Disease Prevention and Treatment
 
December in the Rotary world is Disease Prevention and Treatment month.
 
My grandmother told me on many occasions that your health is everything.  She probably was right.  Many, if not most of us, take our health for granted.  We are the lucky ones.
 
Yet, there are over 400 million people in the world who can’t afford or don’t have access to basic health care.  We, in Rotary, believe good health care is everyone’s right.
 
Disease results in misery, pain and poverty.  That is why preventing and treating disease is so important. 
 
Rotary leads efforts both large and small.  We set up temporary clinics, blood donation centers and training facilities in underserved communities struggling with outbreaks and health care access. 
 
We design and build infrastructure that allows doctors, patients and governments to work together.  Our members combat diseases like malaria, HIV/AIDS, Alzheimer’s, multiple sclerosis, diabetes and, of course, polio. 
 
Prevention is important.  A focus on health education and bringing people in for routine hearing, vision and dental care is vital to this mission.
 
Disease does not prevent itself.  Rotary educates and equips communities to stop the spread of life-threatening diseases.  Rotary members have hundreds of health projects underway around the world at any given time. 
 
The Rotary Foundation provides grants for projects and activities around the globe and in our own backyard.
 
The Foundation has given $65 million in grants to fight disease.  There has been a 99.9% reduction in polio cases since the program started in 1985.  This past July, the Rotary Foundation approved its largest global grant ever: $1.1 million to train health care workers in Liberia and provide equipment to a hospital ship that will serve the region.
 
Right here in our District 5340, these Rotary clubs make amazing things happen:
 
The Carlsbad club provides bone graft harvest equipment to assist Rotary volunteer surgeons to obtain bone to reconstruct cleft lip and palate deformities for children in Baja California.
 
The Del Mar club has a program that focus’s on maternal and child health care in Ethiopia by the training of trainers to save babies lives at the moment of birth.

» **Source data**
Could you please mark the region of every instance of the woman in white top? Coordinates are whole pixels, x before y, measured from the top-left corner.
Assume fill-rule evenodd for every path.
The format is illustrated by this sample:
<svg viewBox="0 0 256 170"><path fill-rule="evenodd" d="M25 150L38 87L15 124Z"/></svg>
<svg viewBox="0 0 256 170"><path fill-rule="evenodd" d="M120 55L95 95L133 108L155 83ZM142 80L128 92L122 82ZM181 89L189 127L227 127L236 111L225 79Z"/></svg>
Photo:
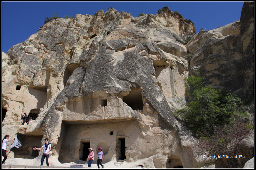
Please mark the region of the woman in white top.
<svg viewBox="0 0 256 170"><path fill-rule="evenodd" d="M2 161L2 164L4 164L4 161L7 159L7 155L6 155L6 150L7 148L7 142L12 141L15 138L15 137L14 137L11 139L9 140L9 135L6 135L4 137L4 139L2 141L2 155L4 157L4 159Z"/></svg>

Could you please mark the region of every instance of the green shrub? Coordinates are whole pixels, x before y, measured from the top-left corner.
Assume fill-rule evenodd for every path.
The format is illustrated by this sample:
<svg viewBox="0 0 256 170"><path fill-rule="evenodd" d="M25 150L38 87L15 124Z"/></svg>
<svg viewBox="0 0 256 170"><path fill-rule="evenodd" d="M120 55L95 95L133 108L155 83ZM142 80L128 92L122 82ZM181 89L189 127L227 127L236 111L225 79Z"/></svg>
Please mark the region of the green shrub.
<svg viewBox="0 0 256 170"><path fill-rule="evenodd" d="M185 44L187 44L188 42L191 40L191 39L192 39L192 37L193 37L190 35L188 35L186 37L186 38L185 38L185 39L184 39L184 43Z"/></svg>
<svg viewBox="0 0 256 170"><path fill-rule="evenodd" d="M205 78L200 74L198 70L195 77L185 79L187 92L193 100L185 107L174 113L184 125L196 134L211 136L216 127L231 124L238 119L249 120L247 107L242 106L237 96L221 89L212 89L205 85Z"/></svg>
<svg viewBox="0 0 256 170"><path fill-rule="evenodd" d="M51 20L52 20L52 18L49 18L49 17L46 17L44 20L44 24L48 22L51 21Z"/></svg>

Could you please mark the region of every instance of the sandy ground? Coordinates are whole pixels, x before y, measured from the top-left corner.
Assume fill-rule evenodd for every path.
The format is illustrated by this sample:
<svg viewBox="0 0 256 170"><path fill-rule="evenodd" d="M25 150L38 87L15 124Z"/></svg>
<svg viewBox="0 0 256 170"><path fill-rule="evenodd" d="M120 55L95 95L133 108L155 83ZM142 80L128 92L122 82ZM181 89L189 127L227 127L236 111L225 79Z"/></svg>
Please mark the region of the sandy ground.
<svg viewBox="0 0 256 170"><path fill-rule="evenodd" d="M4 159L4 157L2 157L2 160ZM12 158L7 156L7 159L5 161L6 164L5 165L8 164L8 159L9 161L11 161L12 164L15 165L34 165L39 166L41 161L41 158L36 158L34 159L25 159L22 158ZM88 162L83 164L82 163L75 163L74 162L67 163L62 164L58 160L57 157L53 156L50 156L49 160L49 165L50 166L68 166L70 167L70 165L83 165L84 167L87 167ZM143 161L141 160L137 162L127 162L126 161L123 162L118 162L116 161L111 161L107 162L106 162L104 160L102 161L102 165L104 166L104 169L129 169L135 168L138 166L138 165L140 163L143 164ZM44 165L46 165L45 159L44 162ZM91 167L92 168L98 168L97 166L97 160L94 160L92 164ZM102 168L101 166L100 166L100 168ZM144 167L145 168L146 167Z"/></svg>

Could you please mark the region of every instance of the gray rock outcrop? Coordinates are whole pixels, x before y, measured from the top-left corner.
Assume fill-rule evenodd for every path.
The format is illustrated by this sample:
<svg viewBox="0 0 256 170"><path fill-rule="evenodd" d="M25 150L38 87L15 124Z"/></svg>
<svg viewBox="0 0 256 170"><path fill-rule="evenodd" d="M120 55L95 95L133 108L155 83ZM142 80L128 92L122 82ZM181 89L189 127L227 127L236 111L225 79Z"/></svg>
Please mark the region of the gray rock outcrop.
<svg viewBox="0 0 256 170"><path fill-rule="evenodd" d="M51 156L62 163L84 160L88 148L101 147L106 161L147 158L151 168L213 163L187 153L194 139L172 112L186 104L184 78L198 68L208 84L253 102L253 23L242 15L196 35L191 21L167 7L136 18L111 8L52 20L2 53L4 122L14 122L2 134L11 127L11 135L33 138L38 147L48 138ZM19 125L24 112L34 121L26 127Z"/></svg>

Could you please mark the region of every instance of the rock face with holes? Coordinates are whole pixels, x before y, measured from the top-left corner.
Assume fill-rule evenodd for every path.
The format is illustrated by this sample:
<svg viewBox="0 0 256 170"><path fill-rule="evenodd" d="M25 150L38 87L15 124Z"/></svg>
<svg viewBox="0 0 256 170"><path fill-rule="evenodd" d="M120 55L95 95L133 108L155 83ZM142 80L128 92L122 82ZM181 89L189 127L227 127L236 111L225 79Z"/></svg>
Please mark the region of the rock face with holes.
<svg viewBox="0 0 256 170"><path fill-rule="evenodd" d="M238 23L200 32L185 46L184 40L195 34L194 24L167 7L136 18L110 8L52 20L2 53L4 121L15 116L14 124L4 127L2 134L11 127L22 144L29 137L37 144L48 138L50 156L61 163L85 160L90 147L96 159L100 147L104 161L141 160L152 168L212 163L187 153L193 137L172 112L186 103L184 78L190 67L213 69L202 65L207 52L223 48L235 53L223 57L220 50L214 57L221 63L242 58L234 46L241 34ZM212 37L219 39L211 44L219 45L204 45ZM190 63L183 58L187 50L193 56ZM218 85L211 77L211 84ZM25 112L34 122L18 125ZM17 151L14 155L36 157L31 145L25 145L29 158Z"/></svg>

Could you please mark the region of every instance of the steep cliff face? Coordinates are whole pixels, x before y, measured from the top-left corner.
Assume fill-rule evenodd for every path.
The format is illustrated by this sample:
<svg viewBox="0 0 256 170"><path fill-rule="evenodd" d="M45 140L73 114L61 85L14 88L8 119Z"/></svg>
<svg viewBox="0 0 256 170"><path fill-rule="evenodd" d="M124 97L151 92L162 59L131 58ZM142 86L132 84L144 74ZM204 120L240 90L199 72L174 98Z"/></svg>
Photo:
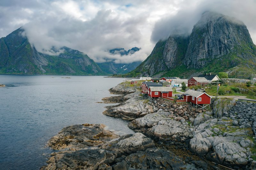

» **Task requirements**
Quote the Rotary article on disease prevention word for word, between "Yet, there are" and "to this mission.", inclusive. These entries come from a separate source and have nothing to do with the Rotary article on disease prevention.

» **Final answer**
Yet, there are over 400 million people in the world who can’t afford or don’t have access to basic health care.  We, in Rotary, believe good health care is everyone’s right.
 
Disease results in misery, pain and poverty.  That is why preventing and treating disease is so important. 
 
Rotary leads efforts both large and small.  We set up temporary clinics, blood donation centers and training facilities in underserved communities struggling with outbreaks and health care access. 
 
We design and build infrastructure that allows doctors, patients and governments to work together.  Our members combat diseases like malaria, HIV/AIDS, Alzheimer’s, multiple sclerosis, diabetes and, of course, polio. 
 
Prevention is important.  A focus on health education and bringing people in for routine hearing, vision and dental care is vital to this mission.